> Provided passage:
[Begin]

For Russian citation (Opticheskii Zhurnal):

Y. H. Zhang, X. H. Hu, K. Q. Lu, B. Y. Liu, W. Y. Liu, R. L. Guo Steady-state multiple dark spatial solitons in closed-circuit photovoltaic media (Стационарные множественные темные пространственные солитоны в фотогальванических средах с замкнутым электрическим контуром) [на англ. яз.] // Оптический журнал. 2013. Т. 80. № 3. С. 13–21.

 

Y. H. Zhang, X. H. Hu, K. Q. Lu, B. Y. Liu, W. Y. Liu, R. L. Guo Steady-state multiple dark spatial solitons in closed-circuit photovoltaic media (Стационарные множественные темные пространственные солитоны в фотогальванических средах с замкнутым электрическим контуром) [in English] // Opticheskii Zhurnal. 2013. V. 80. № 3. P. 13–21.

[End]

> Recorded information:
[Begin]

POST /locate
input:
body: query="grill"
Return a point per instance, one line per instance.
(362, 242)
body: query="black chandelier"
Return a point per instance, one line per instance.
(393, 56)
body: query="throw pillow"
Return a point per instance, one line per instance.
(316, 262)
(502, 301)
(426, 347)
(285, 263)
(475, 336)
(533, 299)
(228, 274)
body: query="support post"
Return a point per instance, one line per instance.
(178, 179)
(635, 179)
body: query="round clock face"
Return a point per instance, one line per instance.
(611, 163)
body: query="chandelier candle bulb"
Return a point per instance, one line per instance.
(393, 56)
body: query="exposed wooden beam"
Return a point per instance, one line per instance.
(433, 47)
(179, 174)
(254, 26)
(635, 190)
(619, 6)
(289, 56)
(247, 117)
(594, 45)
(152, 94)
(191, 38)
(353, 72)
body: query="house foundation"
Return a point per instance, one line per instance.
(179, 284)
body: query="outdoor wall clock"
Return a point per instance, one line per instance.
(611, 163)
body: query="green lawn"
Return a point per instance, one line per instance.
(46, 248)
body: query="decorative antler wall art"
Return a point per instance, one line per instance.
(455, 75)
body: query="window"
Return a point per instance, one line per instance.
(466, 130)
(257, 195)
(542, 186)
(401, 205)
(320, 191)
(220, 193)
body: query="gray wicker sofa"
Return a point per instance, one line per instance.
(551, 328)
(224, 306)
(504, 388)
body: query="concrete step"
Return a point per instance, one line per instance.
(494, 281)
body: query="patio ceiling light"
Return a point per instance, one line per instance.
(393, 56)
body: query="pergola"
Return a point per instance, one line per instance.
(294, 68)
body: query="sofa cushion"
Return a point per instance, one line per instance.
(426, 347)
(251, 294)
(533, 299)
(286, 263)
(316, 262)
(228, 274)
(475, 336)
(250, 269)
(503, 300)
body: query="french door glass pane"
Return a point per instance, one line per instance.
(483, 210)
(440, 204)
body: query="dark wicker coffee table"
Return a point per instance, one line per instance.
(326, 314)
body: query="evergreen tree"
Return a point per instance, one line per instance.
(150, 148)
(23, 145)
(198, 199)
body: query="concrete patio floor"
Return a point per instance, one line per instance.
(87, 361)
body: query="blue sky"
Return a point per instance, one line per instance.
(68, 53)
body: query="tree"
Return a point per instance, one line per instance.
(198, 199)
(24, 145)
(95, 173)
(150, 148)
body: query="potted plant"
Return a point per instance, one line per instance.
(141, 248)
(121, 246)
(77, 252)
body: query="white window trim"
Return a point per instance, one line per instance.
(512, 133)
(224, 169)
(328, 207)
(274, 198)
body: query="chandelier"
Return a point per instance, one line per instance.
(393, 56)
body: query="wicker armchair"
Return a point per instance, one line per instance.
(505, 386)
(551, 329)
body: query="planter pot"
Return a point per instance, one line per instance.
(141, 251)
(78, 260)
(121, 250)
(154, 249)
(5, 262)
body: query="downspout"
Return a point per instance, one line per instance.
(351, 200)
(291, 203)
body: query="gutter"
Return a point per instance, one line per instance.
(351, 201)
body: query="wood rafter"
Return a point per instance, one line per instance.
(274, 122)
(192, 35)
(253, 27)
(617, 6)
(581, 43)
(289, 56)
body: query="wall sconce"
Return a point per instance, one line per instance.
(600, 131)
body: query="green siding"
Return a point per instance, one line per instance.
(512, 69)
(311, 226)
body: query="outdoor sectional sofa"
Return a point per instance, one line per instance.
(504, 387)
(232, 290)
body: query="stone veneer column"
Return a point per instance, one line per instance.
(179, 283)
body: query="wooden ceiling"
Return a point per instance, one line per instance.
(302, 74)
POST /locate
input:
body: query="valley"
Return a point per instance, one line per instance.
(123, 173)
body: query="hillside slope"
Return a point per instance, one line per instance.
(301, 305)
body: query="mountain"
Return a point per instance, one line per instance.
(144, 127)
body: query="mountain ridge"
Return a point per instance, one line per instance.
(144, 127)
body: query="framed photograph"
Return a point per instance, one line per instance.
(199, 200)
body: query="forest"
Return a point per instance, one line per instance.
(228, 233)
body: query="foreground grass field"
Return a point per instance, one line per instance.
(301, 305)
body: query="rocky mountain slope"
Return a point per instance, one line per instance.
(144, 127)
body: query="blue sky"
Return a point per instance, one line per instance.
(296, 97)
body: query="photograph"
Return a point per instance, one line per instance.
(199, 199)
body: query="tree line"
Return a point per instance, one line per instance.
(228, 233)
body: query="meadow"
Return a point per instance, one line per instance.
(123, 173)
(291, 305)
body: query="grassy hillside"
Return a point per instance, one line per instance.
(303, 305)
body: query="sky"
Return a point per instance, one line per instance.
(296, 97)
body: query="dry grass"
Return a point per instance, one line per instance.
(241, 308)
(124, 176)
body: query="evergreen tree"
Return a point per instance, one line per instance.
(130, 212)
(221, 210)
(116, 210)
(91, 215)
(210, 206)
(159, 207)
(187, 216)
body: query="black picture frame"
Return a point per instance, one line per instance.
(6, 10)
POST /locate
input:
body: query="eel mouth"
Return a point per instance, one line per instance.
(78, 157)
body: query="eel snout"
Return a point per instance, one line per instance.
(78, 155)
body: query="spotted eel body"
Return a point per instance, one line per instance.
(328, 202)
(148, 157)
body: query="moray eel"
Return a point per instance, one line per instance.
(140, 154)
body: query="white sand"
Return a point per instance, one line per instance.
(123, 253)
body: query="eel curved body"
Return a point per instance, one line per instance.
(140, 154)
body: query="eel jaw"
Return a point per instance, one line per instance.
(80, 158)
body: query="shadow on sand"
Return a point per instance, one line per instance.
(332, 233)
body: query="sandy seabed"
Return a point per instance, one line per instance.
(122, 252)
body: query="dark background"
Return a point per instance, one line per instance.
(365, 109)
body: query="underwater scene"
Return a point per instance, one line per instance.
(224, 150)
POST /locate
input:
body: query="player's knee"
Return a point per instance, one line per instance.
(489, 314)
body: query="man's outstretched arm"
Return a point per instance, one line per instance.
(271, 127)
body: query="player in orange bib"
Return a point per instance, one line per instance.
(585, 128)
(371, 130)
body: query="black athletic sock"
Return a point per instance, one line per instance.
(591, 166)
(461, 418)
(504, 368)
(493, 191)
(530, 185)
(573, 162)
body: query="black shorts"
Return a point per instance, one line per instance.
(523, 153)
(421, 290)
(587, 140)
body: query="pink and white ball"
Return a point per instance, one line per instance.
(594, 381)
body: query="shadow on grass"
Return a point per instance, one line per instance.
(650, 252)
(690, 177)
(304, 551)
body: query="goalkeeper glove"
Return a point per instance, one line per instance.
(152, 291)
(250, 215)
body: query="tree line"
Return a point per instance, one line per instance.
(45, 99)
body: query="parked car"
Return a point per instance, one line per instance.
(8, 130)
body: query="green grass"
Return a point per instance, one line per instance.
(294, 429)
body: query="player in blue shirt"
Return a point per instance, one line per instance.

[End]

> Complete the following:
A – According to the citation text, on which pages of the journal does the article appear?
B – Quote the citation text, beginning at the words "For Russian citation" and stopping after "3. P. 13–21.".

> Expected results:
A – Pages 13–21.

B –
For Russian citation (Opticheskii Zhurnal):

Y. H. Zhang, X. H. Hu, K. Q. Lu, B. Y. Liu, W. Y. Liu, R. L. Guo Steady-state multiple dark spatial solitons in closed-circuit photovoltaic media (Стационарные множественные темные пространственные солитоны в фотогальванических средах с замкнутым электрическим контуром) [на англ. яз.] // Оптический журнал. 2013. Т. 80. № 3. С. 13–21.

 

Y. H. Zhang, X. H. Hu, K. Q. Lu, B. Y. Liu, W. Y. Liu, R. L. Guo Steady-state multiple dark spatial solitons in closed-circuit photovoltaic media (Стационарные множественные темные пространственные солитоны в фотогальванических средах с замкнутым электрическим контуром) [in English] // Opticheskii Zhurnal. 2013. V. 80. № 3. P. 13–21.